(PASSAGE)
The Over-the-Rhine Senior Center will continue to operate at its current location on Race Street for the time being.
Officials with Cincinnati Area Senior Services (CASS) and Council Member P.G. Sittenfeld made the announcement Wednesday at the center.

Sittenfeld will ask City Council to make a one-time $50,000 grant to the center for operating expenses.  Officials hope they'll be able to use that money to leverage additional funding. The center needs about $100,000 a year for its operation.

In addition, the city will sell CASS the building at 1720 Race Street for $1. And the city officials will review whether it can make any capital improvements to the facility to reduce the operating costs at the building.

"By giving them control and ownership of their own home, it will catalyze and galvanize other folks in the community to step forward and say, 'We want to do our part' to help make this a permanent arrangement," Sittenfeld said.

Clifford Beasley said he's glad the center won't be moving or closing.

(SOURCE MATERIAL)

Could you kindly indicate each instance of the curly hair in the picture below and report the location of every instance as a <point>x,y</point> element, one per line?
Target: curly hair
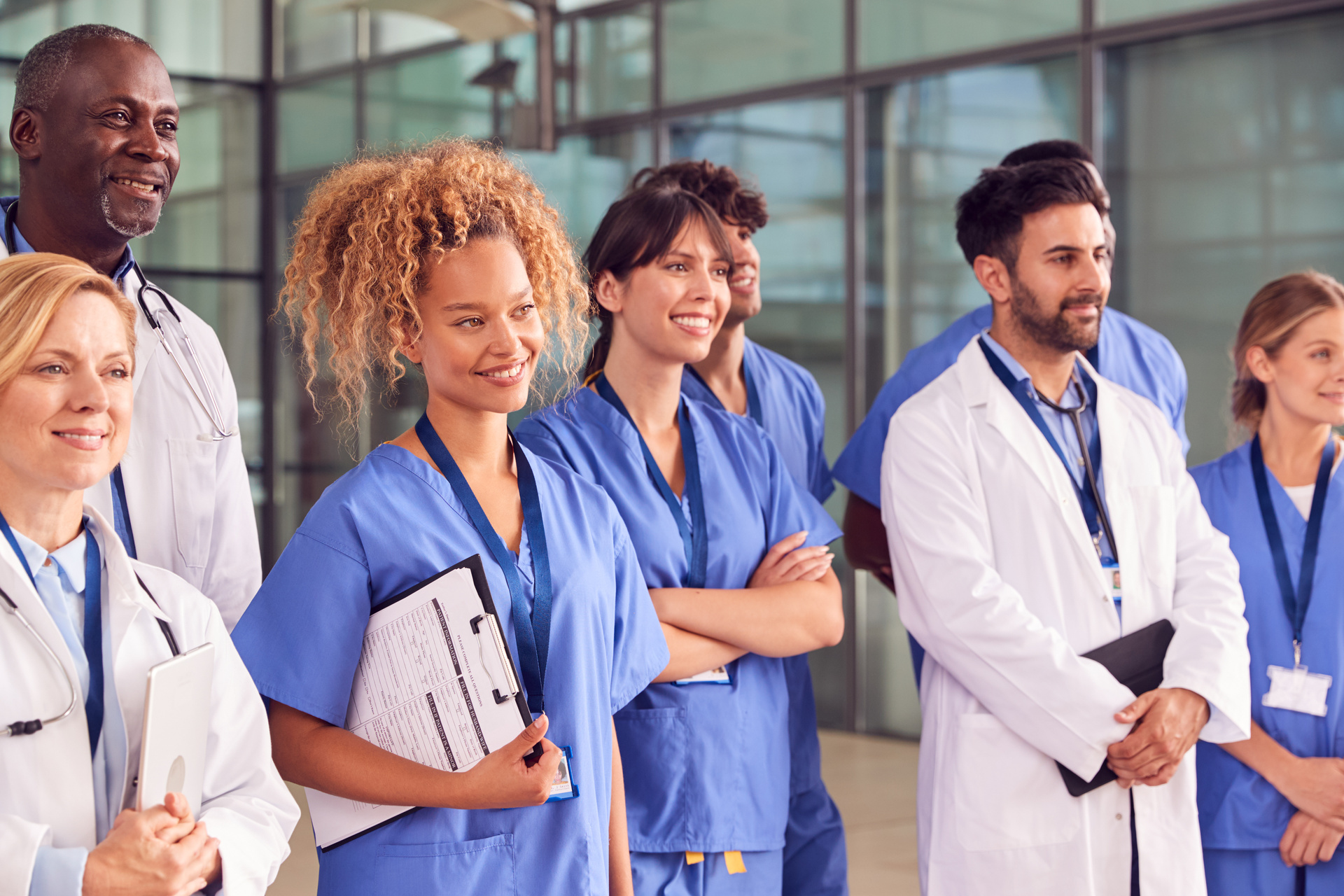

(GOAL) Continue the news item about the Over-the-Rhine Senior Center from its last sentence.

(ANSWER BELOW)
"This is a home away from home," Beasley said. "It's camaraderie, and if we would have had to give this up, it would have been like, man I'm lost."

Last year, the OTR Senior Center provided more than 17,000 meals and more than 500 hours of programming for nearly 150 adults.

Center Director Cheryl Ware had tears in her eyes as she thanked everyone for making sure the facility will stay open.

"I couldn't do the job that I do if they weren't here," Ware said. "We're family and we take care of each other and support each other."

CASS announced earlier this month that the location could close soon because there wasn't enough money to keep it going. The plan was to bus seniors to a similar facility in Mt. Auburn. But some people who use the OTR Center, including community members, objected and started looking for a solution.

Last week, Sittenfeld announced a plan to merge the senior center with the nearby OTR Recreation Center. But after CASS officials reviewed that facility they decided there were "design and build-out limitations."

The OTR Senior Center received city money in the past. But it lost those dollars when City Council changed the funding focus areas for the city's human services funding. The center also lost a significant amount of money it had been receiving from the United Way.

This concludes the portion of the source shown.